Brief: Read the records below and report each line in which "door" occurs.

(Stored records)
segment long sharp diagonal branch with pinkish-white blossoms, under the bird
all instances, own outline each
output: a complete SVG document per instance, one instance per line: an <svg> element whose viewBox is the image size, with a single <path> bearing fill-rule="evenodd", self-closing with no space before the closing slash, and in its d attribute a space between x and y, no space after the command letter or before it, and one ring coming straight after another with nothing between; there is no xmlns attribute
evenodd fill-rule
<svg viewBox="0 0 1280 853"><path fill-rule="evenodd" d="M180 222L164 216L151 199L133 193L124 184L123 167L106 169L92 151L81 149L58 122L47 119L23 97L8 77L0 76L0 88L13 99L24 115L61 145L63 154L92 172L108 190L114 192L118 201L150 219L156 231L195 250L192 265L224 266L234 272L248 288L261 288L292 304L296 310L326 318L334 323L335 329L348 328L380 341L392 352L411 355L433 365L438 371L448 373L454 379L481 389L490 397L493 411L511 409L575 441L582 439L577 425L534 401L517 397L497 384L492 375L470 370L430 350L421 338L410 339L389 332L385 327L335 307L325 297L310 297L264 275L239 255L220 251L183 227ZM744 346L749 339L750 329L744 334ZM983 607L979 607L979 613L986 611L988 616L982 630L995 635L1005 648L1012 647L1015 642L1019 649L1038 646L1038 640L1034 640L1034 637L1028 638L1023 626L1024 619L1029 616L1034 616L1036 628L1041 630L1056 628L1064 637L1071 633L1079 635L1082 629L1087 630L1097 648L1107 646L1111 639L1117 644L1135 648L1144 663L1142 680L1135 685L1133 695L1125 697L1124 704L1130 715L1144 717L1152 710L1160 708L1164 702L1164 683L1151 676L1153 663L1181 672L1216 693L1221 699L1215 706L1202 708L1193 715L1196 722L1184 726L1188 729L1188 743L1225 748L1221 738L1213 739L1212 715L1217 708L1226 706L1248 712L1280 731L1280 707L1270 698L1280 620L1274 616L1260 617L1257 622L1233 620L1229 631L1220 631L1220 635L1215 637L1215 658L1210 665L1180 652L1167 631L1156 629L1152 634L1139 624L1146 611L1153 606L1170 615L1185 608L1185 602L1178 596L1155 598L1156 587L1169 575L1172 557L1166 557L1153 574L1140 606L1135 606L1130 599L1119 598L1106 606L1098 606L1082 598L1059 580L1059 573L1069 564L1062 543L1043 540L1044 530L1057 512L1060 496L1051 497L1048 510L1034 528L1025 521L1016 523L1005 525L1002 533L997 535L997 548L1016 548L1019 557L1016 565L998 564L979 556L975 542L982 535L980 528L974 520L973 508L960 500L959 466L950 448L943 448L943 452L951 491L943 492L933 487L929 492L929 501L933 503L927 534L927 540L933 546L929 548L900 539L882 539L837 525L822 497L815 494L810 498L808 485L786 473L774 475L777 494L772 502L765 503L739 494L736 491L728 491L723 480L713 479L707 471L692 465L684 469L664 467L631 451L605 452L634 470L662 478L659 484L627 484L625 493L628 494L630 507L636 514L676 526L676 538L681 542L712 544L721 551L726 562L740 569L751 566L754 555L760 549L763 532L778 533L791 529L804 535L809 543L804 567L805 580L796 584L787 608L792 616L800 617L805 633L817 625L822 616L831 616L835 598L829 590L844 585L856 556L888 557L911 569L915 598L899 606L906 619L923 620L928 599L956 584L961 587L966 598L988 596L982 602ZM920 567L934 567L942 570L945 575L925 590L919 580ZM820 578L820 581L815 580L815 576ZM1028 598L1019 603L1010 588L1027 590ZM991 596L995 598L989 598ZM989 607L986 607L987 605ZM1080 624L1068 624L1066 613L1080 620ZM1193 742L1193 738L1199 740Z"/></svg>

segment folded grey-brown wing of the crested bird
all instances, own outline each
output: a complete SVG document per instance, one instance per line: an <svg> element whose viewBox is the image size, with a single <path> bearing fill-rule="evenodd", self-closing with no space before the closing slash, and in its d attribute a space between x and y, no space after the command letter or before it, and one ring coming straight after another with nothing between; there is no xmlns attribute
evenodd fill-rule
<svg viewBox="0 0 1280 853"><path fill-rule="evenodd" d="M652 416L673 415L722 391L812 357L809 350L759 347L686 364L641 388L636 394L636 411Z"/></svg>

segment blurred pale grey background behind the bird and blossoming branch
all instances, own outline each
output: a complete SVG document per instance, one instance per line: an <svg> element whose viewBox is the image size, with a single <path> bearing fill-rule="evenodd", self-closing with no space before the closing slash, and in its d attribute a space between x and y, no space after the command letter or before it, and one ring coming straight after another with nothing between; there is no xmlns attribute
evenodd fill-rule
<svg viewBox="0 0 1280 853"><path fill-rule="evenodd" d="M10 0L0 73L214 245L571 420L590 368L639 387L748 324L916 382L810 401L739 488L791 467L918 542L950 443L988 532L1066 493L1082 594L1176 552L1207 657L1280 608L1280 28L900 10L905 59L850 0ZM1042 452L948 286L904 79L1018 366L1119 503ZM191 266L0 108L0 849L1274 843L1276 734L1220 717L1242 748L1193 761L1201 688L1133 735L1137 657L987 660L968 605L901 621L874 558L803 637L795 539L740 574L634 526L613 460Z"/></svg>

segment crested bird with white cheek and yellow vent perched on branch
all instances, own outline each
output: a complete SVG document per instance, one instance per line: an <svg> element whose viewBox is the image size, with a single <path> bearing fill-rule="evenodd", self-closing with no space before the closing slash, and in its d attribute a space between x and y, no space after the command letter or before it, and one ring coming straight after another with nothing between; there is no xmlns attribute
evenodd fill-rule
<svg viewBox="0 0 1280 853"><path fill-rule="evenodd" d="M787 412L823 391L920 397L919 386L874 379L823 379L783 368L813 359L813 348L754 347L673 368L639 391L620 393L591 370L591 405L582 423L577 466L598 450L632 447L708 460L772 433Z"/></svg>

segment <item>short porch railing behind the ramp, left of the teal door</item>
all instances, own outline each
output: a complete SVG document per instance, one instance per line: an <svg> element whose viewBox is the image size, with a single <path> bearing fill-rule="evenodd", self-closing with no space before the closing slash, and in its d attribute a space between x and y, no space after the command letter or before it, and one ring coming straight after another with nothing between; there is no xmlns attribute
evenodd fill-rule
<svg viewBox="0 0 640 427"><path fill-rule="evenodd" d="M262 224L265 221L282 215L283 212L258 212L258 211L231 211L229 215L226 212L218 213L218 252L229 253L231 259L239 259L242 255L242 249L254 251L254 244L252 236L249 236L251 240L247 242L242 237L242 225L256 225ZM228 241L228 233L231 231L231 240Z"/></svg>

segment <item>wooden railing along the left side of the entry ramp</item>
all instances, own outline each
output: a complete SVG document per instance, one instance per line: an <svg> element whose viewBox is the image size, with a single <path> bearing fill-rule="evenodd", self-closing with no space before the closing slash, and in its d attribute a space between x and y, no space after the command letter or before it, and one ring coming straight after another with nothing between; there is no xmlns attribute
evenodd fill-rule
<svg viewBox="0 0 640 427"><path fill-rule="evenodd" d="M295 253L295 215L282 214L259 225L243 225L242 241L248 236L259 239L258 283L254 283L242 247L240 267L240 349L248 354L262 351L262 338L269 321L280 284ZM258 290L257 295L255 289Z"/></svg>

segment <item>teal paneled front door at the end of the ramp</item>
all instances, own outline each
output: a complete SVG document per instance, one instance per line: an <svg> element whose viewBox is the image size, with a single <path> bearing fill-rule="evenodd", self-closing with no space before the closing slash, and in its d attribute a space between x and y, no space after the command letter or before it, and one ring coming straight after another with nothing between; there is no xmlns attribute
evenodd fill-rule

Reply:
segment <item>short porch railing behind the ramp, left of the teal door</item>
segment <item>teal paneled front door at the end of the ramp</item>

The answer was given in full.